=== What this task involves ===
Extract the complete data exactly as given.

=== Data for this exercise ===
⁂

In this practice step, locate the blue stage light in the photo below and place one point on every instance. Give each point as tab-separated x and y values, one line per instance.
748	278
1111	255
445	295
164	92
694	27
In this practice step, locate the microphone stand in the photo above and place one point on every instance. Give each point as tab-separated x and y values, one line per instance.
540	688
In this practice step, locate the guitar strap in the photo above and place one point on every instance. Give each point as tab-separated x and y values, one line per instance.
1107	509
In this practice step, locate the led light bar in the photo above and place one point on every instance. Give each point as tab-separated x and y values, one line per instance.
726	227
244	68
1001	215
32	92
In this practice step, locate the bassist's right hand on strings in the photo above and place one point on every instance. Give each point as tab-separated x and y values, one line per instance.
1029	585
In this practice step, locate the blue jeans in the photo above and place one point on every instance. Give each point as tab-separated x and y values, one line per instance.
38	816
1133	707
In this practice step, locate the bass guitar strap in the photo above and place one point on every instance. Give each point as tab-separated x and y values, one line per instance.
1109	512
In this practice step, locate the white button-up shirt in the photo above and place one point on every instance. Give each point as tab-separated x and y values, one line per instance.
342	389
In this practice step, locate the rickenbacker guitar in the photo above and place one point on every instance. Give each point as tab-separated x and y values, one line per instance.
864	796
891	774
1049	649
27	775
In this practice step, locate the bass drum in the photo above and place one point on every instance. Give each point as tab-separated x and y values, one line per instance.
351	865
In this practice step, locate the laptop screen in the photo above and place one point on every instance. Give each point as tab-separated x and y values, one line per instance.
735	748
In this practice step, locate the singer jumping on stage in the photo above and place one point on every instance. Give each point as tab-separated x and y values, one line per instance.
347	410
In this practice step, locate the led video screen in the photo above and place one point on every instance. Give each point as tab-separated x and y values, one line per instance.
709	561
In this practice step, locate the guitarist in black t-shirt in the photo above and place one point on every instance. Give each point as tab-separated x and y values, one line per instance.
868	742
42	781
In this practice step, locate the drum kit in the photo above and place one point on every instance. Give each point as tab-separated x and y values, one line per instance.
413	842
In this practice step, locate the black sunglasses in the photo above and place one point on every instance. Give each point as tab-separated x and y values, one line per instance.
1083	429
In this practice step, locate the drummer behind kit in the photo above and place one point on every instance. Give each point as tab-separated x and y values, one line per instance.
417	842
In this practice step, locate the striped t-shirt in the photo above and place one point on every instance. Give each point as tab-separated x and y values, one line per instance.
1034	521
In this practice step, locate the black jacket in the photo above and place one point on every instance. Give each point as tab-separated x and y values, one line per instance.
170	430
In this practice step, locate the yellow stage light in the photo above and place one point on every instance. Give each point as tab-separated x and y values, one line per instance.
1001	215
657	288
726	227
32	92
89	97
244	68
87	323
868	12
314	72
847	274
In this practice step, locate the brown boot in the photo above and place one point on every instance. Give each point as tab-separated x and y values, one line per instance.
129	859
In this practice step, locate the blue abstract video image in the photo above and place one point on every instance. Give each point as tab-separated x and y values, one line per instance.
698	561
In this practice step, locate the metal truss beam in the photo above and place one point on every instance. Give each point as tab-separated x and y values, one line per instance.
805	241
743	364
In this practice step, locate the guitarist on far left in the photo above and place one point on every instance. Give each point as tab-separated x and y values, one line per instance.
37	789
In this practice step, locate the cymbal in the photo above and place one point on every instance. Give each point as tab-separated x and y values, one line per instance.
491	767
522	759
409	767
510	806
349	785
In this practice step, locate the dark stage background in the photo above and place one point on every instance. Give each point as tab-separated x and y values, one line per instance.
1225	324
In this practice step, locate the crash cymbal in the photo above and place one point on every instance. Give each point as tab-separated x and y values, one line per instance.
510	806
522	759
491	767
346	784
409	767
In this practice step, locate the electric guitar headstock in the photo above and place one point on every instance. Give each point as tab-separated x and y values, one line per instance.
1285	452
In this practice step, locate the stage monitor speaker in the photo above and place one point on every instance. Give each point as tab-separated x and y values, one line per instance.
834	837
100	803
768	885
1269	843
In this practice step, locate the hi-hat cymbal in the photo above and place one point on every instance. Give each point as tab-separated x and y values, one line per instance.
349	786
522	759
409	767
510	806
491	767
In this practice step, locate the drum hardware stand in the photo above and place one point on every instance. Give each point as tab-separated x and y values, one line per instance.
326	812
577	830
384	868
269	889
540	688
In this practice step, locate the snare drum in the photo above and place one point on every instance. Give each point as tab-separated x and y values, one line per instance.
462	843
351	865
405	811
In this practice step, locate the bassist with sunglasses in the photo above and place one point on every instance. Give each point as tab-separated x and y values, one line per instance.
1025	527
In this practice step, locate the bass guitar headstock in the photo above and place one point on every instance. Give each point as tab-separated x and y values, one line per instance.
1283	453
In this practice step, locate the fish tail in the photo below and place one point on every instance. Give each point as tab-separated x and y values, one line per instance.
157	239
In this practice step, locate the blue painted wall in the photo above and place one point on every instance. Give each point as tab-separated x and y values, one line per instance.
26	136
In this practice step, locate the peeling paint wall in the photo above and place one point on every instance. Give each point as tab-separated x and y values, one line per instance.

⁂

=== Finished answer ===
In this practice step, locate the blue stage light in the photo below and place one point on every instance. Give each point as tab-separated x and y values, one line per instance.
748	278
1111	255
445	295
164	92
694	27
In this practice step, locate the microphone stand in the photo above and place one point on every instance. Give each point as tab-separated x and y values, one line per instance.
540	688
In this practice step, locate the guitar strap in the photo above and place one point on every instance. Give each point as tab-separated x and y values, one line per instance.
1107	509
In this practice step, locate the led light bar in the photo above and place one point on every instance. Give each point as tab-separated x and y values, one line per instance.
726	227
244	68
1001	215
32	92
In this practice step, locate the bassist's right hand on strings in the photo above and place one point on every instance. Give each point as tab-separated x and y values, one line per instance.
1029	585
In this practice step, locate the blue jeans in the photo above and place one point on every instance. Give each point as tab-separated x and y values, one line per instance.
38	816
1133	707
In this practice step, locate the bass guitar strap in the photo above and place one point on every instance. Give each point as tab-separated x and y values, one line per instance.
1109	512
In this practice step, locate the white button-up shirt in the photo above and place one point on every instance. Give each point as tab-separated x and y values, one line per instance.
342	389
In this practice step, locate the rickenbacker guitar in the photo above and place one point on every instance. Give each point as tab-separated x and y values, one line per instance.
864	796
891	774
1049	649
27	775
In this practice step, locate the bass drum in the photo above and place one point on every instance. Give each point as tab-separated x and y values, one line per instance.
351	865
In this practice step, locate the laptop screen in the photo above and place one point on every instance. Give each point as tab-separated x and y values, one line per instance.
735	748
In this practice step, locate the singer jumping on stage in the photo above and place one point on every instance. Give each point as tab-separated x and y values, one line per instance.
347	410
In this practice step, locate the led video screen in the photo above and place one point on every instance. Give each point as tab-separated x and y values, one line per instance.
709	561
In this practice step, locate the guitarist in black t-shirt in the photo above and place one point on every instance. Give each point as tab-separated x and y values, one line per instance.
868	742
42	781
In this practice step, locate the drum kit in the photo above and place one point on every instance. Give each point as tab-separated x and y values, one line per instance.
413	842
In this practice step, locate the black sunglasses in the photo above and place one point on every instance. Give each point as tab-separated x and y values, one line per instance.
1083	429
In this practice step, locate the drummer behind kit in the photo above and place one point on every instance. Give each point as tab-separated x and y values, one line per instance.
417	842
In this practice step, locate the striped t-shirt in the photo above and place one point on every instance. Give each point as tab-separated x and y values, one line per instance.
1034	521
In this practice step, locate the black jacket in the photo above and place one point on every instance. Give each point as tab-separated x and y values, one line per instance.
170	430
In this practice step, locate the yellow stage light in the photo above and place one point on every instance. Give each point as tab-separated x and y values, one line per instance.
1001	215
657	288
726	227
32	92
89	97
244	68
87	323
868	12
314	72
847	274
In this practice step, locate the brown boot in the photo above and place one point on every instance. Give each point as tab-separated x and y values, one line per instance.
129	859
In this practice step, locate the blue abstract video image in the photo above and place one point on every instance. Give each point as tab-separated x and y values, one line per instance.
698	561
In this practice step, locate the metal truss beam in the photo above and place one point on every instance. Give each point as tab-separated x and y values, one line per instance.
805	241
743	364
In this practice step, locate the guitarist on far left in the photo above and place one point on every instance. Give each point as tab-separated x and y values, one line per instance.
37	789
In this practice step, locate the cymbal in the photo above and place one point on every instance. Give each point as tab-separated x and y values, one line per instance.
491	767
522	759
409	767
510	806
349	785
In this practice step, locate the dark stage background in the photo above and place one point on every instance. Give each point as tab-separated x and y values, one line per instance.
1225	324
In this practice step, locate the crash cymbal in the photo above and place one point on every instance. Give each point as tab-separated x and y values, one line per instance.
510	806
522	759
491	767
346	784
409	767
In this practice step, locate the electric guitar headstock in the photo above and place one point on every instance. Give each point as tab-separated x and y values, one line per instance.
1285	452
In this practice step, locate the stage monitor speaker in the photo above and place one point on every instance. Give each point as tab-separated x and y values, one line per instance.
834	837
100	803
768	885
1269	843
In this practice step, locate the hi-hat cymbal in the photo above and place one point on every instance. Give each point as tab-separated x and y values, one line per instance.
349	786
522	759
409	767
510	806
491	767
In this practice step, locate the drum hardware stand in the photo above and place one point on every instance. Give each point as tab-separated x and y values, one line per instance.
326	812
577	830
384	868
269	889
540	688
In this practice step, locate the snare drum in the photo above and place one point on every instance. Give each point as tab-separated x and y values, one line per instance.
462	843
351	865
405	811
In this practice step, locate the bassist with sunglasses in the photo above and place one point on every instance. Give each point as tab-separated x and y values, one line per instance.
1025	527
In this practice step, locate the bass guitar headstock in the photo above and place one point on every instance. Give each point as tab-separated x and y values, one line per instance.
1283	453
In this practice step, locate the fish tail in the photo below and place one point on every instance. Give each point as tab-separated x and y values, one line per instance.
157	239
In this practice step, locate the blue painted wall in the photo above and place one point on every instance. Give each point as tab-separated x and y values, one line per instance.
26	136
In this practice step, locate the peeling paint wall in the photo above and place one point on every instance. Give each point as tab-separated x and y values, one line per instance.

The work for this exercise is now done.